> _RECORDED INFORMATION_

Segment Open

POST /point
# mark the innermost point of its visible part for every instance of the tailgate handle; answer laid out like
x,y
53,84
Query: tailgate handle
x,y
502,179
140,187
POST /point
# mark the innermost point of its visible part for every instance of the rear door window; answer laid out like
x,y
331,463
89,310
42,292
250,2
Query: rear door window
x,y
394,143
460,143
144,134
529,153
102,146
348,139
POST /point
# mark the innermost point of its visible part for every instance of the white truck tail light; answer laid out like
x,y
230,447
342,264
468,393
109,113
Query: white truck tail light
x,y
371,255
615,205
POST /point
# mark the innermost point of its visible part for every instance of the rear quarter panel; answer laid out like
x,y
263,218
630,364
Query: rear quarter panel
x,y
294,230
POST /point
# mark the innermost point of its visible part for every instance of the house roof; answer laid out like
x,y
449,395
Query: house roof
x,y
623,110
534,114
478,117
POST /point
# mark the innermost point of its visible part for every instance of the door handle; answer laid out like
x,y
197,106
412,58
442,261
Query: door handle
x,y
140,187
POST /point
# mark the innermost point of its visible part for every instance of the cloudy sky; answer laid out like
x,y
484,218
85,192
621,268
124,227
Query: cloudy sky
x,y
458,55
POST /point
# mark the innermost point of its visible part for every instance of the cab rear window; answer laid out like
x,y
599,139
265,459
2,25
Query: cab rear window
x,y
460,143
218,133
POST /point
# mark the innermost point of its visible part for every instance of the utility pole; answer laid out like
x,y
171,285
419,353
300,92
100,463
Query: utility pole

Segment Closed

> _REQUIRED ACTION_
For this exercise, reproduce exactly each line from the one containing "door handle; answer laid out like" through the last line of the data, and no others.

> _YOUR RESPONSE_
# mark the innermost point of its visible part for every instance of the door handle; answer laid out like
x,y
197,106
412,58
442,261
Query: door handle
x,y
140,187
POST /point
# mark the innermost point of its visible part for every instance of the cloudy sky; answer laid out like
x,y
484,218
85,192
621,268
124,227
Query: cloudy sky
x,y
458,55
POST /point
# mark the innermost point of its visible part for every instance of the cab rear window; answer laid out like
x,y
599,139
265,459
2,25
Query: cab rear window
x,y
460,143
218,133
POST /point
# mark the innermost point of its visible part for every instance of the utility pole; answer laid out like
x,y
171,285
419,353
300,92
100,463
Query: utility pole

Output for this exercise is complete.